> **Task to complete**: Write out the records below word for word, from the start of the records through the line that contains "point(222, 141)", including both ends. Leave the pictures out of your answer.

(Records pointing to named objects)
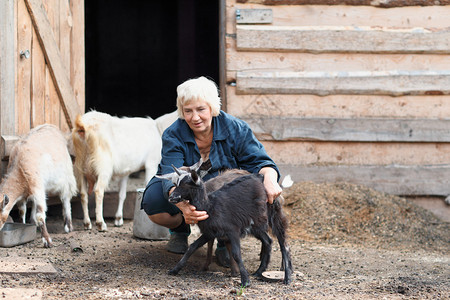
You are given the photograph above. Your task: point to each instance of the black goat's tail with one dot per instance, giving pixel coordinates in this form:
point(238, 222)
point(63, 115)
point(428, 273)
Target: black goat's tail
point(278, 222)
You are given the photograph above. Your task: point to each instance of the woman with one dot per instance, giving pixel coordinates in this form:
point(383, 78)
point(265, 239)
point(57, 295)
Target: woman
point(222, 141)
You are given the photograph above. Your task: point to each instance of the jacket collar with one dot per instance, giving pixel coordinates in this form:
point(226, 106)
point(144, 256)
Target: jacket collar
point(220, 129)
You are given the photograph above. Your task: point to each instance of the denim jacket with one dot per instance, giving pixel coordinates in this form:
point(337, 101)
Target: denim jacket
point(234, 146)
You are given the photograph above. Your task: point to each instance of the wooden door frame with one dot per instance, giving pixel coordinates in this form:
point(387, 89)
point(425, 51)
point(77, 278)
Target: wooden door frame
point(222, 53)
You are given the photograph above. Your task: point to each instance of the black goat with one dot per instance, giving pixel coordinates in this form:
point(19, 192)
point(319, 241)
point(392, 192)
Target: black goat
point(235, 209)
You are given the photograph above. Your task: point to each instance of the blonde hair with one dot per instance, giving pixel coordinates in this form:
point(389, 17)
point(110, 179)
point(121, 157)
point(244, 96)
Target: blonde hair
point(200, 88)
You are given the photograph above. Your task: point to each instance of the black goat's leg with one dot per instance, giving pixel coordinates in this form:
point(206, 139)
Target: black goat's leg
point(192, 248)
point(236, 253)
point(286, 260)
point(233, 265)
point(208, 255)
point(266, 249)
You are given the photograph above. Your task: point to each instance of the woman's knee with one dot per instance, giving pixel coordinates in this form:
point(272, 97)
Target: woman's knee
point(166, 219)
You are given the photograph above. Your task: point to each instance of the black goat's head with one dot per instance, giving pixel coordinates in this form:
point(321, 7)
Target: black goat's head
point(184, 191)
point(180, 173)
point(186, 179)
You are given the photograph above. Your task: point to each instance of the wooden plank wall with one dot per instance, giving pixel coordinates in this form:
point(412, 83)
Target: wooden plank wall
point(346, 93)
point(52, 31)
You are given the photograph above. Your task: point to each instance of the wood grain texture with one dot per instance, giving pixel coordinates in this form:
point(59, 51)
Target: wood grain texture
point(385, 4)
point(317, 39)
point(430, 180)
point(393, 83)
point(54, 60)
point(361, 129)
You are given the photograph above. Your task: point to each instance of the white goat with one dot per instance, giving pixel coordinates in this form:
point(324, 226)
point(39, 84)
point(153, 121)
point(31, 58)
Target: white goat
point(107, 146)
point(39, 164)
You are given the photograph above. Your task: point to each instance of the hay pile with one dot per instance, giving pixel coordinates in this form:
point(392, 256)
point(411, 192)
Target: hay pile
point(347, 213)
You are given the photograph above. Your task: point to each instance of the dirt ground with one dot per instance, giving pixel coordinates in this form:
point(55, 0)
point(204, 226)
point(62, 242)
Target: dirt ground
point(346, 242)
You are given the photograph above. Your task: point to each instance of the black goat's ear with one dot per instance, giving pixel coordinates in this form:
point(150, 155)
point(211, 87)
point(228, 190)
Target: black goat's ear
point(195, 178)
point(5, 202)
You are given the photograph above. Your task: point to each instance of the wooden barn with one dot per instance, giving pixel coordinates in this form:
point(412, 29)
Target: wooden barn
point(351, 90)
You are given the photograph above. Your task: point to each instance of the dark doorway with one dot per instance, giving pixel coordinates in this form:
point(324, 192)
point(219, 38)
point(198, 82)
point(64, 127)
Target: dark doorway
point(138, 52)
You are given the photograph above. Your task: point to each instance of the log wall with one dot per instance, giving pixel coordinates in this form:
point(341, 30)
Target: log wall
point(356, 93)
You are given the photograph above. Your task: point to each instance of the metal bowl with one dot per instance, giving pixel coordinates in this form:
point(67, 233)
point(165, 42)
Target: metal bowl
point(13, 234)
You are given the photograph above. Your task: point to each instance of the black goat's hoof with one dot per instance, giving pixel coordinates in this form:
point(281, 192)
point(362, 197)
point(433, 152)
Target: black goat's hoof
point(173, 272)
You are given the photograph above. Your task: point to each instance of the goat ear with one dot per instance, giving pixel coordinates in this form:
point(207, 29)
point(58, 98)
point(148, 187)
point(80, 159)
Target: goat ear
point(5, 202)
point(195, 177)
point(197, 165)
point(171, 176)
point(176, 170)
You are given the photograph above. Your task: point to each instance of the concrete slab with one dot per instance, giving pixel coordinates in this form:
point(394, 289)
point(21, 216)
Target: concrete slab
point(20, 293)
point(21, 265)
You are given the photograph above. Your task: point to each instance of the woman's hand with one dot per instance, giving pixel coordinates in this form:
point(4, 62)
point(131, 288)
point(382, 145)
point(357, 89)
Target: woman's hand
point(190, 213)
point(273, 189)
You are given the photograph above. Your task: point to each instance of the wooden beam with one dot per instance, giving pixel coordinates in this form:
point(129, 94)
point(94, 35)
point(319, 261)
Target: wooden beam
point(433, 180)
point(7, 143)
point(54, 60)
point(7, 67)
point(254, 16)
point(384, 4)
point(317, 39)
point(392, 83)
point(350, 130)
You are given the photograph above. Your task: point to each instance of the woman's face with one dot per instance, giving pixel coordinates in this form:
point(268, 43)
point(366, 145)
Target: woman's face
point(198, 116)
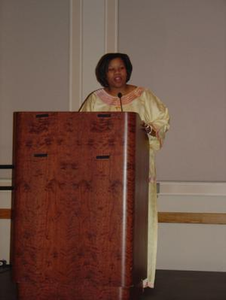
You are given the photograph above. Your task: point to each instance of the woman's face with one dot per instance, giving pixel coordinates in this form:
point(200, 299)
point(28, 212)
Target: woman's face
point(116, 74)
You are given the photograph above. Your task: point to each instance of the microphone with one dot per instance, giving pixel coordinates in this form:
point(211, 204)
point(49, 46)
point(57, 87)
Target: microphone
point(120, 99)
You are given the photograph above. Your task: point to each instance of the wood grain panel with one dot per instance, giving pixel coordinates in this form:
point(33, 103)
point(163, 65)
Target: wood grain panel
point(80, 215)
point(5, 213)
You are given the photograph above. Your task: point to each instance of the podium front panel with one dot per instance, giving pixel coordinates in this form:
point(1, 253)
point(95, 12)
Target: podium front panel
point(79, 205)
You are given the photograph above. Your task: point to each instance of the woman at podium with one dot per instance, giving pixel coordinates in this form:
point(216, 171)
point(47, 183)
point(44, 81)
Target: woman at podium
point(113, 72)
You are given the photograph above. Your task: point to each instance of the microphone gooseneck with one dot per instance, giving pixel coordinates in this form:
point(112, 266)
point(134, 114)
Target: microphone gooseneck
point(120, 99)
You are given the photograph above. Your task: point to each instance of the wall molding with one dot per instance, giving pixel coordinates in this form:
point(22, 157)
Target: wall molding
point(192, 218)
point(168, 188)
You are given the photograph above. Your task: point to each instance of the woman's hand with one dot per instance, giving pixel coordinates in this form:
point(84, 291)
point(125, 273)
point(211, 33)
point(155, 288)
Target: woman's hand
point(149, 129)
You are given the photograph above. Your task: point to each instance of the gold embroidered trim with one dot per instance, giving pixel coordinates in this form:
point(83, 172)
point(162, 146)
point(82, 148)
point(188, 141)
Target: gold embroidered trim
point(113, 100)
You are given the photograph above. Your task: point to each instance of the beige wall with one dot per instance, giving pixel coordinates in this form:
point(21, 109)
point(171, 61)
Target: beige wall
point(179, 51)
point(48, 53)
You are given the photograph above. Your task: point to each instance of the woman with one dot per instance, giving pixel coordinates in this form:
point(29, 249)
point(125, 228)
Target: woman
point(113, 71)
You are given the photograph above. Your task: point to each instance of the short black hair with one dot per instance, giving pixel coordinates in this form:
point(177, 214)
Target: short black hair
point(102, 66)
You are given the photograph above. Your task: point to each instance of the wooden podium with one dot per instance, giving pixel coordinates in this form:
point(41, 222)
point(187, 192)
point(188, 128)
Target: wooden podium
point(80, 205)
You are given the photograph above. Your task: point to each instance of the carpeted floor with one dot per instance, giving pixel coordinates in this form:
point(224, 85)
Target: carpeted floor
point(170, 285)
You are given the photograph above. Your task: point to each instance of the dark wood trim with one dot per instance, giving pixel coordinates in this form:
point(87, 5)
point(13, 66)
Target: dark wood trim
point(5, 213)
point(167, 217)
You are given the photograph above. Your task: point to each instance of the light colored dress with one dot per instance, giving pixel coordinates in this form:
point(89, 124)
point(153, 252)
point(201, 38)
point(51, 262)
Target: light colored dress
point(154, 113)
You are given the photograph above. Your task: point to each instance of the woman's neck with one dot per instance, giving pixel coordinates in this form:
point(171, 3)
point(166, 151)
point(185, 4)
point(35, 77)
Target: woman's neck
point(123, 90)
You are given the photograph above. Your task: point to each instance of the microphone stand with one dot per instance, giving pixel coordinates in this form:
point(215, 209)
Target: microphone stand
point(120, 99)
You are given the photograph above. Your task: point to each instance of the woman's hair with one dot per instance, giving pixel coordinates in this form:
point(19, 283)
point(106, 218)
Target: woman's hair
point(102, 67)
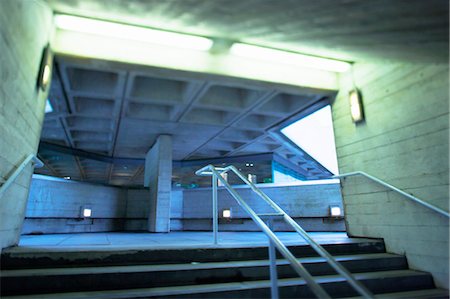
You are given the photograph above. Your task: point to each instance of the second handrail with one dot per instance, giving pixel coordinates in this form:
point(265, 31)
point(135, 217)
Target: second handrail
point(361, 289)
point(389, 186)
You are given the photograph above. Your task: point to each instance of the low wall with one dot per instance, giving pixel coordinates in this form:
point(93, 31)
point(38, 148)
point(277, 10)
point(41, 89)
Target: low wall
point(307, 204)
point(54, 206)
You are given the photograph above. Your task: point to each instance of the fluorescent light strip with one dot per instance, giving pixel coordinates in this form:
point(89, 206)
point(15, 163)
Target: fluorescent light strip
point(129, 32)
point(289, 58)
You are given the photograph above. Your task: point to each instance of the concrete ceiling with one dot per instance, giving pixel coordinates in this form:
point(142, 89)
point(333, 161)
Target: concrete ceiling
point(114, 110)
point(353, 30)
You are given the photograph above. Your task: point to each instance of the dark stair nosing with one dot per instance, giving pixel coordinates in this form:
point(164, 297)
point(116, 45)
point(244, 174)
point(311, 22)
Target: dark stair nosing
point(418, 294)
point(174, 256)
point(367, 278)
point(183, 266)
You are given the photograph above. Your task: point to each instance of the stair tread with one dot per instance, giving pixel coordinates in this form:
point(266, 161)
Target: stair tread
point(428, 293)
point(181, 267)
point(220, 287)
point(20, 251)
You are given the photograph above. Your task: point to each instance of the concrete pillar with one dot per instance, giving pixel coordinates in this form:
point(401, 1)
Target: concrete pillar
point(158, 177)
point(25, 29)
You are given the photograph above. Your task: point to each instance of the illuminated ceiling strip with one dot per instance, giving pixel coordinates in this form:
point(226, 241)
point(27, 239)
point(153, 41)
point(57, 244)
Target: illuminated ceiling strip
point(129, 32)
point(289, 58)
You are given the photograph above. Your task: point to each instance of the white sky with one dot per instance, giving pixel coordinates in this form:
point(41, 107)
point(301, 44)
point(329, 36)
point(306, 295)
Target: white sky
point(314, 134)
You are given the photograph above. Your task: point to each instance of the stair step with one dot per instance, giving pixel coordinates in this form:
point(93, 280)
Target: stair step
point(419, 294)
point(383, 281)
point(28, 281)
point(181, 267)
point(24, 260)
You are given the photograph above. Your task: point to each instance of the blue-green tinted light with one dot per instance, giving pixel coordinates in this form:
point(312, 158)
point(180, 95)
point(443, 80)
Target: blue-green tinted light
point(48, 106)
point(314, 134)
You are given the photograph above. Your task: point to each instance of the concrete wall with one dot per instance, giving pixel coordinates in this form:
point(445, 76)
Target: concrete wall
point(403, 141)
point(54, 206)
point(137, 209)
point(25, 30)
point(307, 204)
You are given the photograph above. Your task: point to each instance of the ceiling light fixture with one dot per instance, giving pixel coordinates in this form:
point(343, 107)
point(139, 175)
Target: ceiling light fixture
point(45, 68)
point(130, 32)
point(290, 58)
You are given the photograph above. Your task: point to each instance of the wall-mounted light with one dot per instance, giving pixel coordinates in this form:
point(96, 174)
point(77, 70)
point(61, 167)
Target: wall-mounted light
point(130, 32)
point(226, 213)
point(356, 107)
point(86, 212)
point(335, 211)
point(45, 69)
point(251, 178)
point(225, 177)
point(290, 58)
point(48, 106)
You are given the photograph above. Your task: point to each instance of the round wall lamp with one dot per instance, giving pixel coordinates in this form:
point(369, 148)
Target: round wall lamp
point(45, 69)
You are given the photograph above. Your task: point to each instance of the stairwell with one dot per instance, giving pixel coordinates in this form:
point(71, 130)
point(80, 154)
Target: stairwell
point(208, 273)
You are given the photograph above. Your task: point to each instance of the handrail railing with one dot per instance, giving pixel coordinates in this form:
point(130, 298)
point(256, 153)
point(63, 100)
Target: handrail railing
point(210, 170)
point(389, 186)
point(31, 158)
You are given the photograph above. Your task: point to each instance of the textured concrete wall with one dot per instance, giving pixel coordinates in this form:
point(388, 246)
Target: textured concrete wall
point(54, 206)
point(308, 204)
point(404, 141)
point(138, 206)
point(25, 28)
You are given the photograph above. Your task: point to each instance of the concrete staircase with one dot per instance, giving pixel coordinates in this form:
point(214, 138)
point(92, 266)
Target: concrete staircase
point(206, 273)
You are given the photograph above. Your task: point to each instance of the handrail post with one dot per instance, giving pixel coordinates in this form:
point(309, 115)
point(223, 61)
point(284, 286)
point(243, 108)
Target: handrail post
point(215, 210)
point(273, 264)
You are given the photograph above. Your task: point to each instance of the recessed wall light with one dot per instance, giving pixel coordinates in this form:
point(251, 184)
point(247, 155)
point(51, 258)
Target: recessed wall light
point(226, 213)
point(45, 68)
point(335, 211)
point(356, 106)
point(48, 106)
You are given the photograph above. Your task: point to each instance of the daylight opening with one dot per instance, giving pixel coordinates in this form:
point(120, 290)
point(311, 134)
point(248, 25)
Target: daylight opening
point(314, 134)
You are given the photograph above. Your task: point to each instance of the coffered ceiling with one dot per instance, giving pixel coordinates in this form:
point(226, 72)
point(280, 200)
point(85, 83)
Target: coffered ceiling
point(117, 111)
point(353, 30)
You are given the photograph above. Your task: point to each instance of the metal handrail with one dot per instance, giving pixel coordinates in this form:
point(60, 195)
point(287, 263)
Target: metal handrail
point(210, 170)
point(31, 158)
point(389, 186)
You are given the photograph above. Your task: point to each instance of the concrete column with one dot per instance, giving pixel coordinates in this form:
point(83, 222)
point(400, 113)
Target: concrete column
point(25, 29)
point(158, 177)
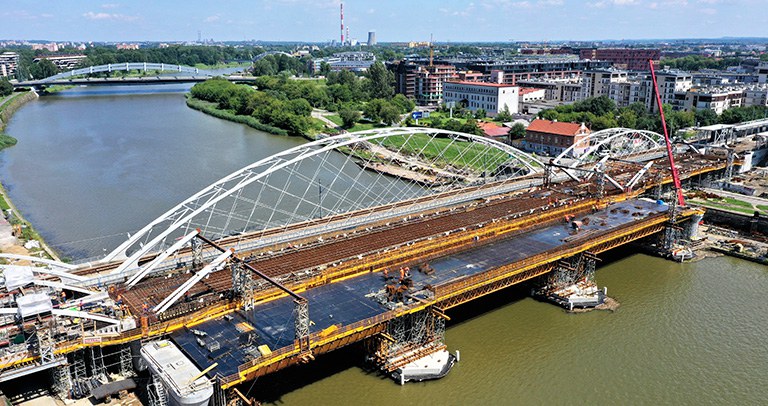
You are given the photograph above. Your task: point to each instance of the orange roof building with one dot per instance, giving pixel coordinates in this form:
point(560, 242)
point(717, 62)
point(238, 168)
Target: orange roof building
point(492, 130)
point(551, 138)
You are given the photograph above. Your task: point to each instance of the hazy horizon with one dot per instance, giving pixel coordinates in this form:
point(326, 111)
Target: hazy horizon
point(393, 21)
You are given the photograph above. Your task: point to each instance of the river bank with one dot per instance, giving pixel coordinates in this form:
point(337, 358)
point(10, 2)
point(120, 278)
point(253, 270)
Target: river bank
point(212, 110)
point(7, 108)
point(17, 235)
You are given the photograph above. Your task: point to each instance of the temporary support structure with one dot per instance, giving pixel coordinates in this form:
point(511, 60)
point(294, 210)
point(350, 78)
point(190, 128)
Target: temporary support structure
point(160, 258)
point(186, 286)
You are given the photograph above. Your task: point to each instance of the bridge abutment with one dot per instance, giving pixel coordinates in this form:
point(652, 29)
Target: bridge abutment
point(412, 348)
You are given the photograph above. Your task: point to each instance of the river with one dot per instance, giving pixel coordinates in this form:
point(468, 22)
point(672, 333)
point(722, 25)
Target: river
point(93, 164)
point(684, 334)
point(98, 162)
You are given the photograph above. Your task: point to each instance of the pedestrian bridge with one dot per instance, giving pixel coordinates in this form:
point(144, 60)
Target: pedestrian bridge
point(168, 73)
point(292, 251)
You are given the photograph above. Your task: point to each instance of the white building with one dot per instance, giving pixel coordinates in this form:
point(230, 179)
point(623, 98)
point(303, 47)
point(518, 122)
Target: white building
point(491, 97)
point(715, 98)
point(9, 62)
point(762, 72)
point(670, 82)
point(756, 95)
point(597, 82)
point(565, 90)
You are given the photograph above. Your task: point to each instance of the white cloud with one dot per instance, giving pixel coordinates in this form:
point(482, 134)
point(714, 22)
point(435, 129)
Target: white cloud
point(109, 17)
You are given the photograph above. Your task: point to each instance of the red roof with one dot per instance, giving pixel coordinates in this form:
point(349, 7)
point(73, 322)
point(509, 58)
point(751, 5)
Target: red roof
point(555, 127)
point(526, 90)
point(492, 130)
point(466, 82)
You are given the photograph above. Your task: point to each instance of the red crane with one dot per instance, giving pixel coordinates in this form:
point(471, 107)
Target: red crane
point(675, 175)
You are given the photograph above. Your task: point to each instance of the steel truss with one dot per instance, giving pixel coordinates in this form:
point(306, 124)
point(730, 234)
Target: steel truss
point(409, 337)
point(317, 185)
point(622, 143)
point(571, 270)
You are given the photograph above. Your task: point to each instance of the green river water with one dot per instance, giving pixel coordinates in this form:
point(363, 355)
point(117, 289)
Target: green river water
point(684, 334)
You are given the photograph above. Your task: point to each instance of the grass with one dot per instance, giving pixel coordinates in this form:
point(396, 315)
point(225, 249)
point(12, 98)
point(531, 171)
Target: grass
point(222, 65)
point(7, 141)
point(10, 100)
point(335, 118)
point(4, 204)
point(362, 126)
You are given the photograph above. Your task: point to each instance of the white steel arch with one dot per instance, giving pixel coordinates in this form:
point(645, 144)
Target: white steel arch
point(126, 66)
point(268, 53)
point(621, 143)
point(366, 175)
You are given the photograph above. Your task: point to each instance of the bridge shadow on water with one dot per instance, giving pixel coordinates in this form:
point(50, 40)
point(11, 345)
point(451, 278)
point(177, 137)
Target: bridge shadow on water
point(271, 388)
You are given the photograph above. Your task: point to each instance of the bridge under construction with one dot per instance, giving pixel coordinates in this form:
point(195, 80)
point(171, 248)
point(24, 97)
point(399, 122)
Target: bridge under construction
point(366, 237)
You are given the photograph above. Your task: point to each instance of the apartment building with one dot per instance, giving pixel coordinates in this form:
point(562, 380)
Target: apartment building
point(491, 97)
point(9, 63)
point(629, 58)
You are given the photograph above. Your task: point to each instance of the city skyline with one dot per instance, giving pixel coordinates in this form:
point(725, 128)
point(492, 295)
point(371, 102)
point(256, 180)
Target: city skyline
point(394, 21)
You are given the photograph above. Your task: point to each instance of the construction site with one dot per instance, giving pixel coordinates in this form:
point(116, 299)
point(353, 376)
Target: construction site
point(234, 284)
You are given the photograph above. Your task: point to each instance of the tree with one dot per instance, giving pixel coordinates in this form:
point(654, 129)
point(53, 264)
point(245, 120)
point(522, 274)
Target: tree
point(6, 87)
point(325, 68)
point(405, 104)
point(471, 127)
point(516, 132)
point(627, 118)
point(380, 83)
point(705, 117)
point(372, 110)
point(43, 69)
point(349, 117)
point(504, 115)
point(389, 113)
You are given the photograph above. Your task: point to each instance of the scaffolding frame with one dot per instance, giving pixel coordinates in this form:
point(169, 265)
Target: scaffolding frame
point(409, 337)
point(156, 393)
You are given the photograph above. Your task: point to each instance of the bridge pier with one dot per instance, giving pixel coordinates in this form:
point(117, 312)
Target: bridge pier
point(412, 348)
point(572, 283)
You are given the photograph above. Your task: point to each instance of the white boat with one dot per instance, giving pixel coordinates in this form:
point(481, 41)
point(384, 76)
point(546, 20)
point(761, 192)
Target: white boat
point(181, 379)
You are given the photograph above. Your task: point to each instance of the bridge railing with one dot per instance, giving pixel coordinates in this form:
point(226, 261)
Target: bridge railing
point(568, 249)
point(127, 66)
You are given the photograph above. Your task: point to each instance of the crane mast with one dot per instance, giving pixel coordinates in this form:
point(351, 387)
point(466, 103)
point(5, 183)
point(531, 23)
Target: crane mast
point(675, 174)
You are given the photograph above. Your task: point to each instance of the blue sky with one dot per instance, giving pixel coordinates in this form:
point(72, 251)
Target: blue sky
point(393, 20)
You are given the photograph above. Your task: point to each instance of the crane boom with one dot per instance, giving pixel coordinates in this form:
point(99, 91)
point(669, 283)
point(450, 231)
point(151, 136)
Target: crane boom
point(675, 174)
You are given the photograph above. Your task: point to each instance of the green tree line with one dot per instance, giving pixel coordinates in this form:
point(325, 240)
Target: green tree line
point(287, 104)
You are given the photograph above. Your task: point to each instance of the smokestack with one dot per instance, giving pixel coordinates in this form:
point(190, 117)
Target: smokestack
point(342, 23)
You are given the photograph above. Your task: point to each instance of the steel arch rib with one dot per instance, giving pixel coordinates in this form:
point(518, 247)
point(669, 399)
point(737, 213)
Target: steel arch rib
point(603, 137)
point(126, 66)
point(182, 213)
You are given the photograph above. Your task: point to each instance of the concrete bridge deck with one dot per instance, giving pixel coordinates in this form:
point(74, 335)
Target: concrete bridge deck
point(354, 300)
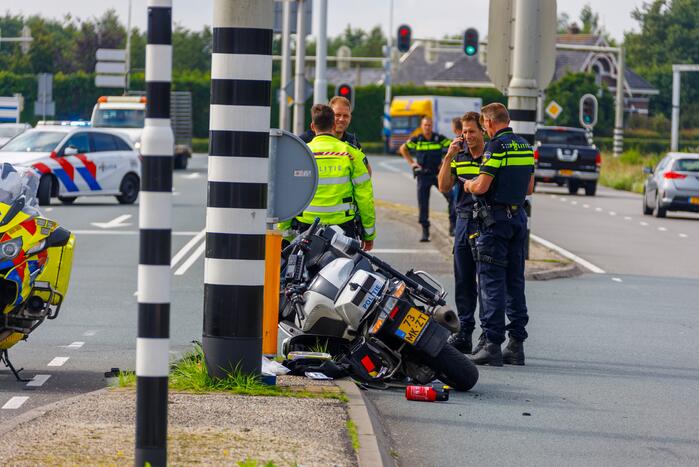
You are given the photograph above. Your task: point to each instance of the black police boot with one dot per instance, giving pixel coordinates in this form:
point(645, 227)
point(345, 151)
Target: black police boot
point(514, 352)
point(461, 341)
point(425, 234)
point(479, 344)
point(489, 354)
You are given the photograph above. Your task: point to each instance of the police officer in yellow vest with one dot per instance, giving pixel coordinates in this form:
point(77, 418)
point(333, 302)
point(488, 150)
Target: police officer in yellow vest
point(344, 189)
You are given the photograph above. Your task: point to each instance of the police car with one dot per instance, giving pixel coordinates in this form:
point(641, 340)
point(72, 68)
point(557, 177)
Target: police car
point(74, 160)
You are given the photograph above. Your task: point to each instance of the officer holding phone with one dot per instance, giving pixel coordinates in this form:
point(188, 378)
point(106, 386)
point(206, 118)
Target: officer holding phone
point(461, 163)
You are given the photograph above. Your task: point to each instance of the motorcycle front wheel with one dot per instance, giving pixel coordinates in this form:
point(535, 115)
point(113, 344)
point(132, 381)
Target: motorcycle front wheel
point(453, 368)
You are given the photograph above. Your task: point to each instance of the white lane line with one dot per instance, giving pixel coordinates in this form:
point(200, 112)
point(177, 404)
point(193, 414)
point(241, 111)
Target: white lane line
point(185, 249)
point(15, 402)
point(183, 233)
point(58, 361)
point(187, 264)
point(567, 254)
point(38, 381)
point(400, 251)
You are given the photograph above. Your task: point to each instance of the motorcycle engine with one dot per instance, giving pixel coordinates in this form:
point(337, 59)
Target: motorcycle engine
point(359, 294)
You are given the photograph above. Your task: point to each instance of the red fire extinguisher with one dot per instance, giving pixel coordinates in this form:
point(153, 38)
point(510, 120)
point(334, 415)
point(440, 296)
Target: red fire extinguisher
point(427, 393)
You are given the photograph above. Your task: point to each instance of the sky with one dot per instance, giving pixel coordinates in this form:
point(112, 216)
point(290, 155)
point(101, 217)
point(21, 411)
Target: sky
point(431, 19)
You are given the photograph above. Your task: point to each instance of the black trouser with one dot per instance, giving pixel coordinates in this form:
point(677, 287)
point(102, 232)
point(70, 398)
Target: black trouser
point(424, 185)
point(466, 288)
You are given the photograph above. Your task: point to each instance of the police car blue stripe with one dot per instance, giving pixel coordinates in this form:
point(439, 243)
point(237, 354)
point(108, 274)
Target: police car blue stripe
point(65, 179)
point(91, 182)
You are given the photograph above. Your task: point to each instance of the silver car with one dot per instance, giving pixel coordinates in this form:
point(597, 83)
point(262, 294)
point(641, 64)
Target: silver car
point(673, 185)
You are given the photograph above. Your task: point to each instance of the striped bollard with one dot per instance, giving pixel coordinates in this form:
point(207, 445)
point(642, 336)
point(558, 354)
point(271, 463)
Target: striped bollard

> **Exercise result**:
You are given the photograph above. Your task: point to each instance of the black goat's tail with one dot per instance, giving pixel coordinates in this form:
point(238, 222)
point(63, 115)
point(428, 273)
Target: black goat's tail
point(278, 222)
You are given the photograph above. Your task: point to each instance of the woman with one dot per instance, giving pixel coordinates in this form:
point(383, 78)
point(265, 239)
point(57, 295)
Target: woman
point(222, 141)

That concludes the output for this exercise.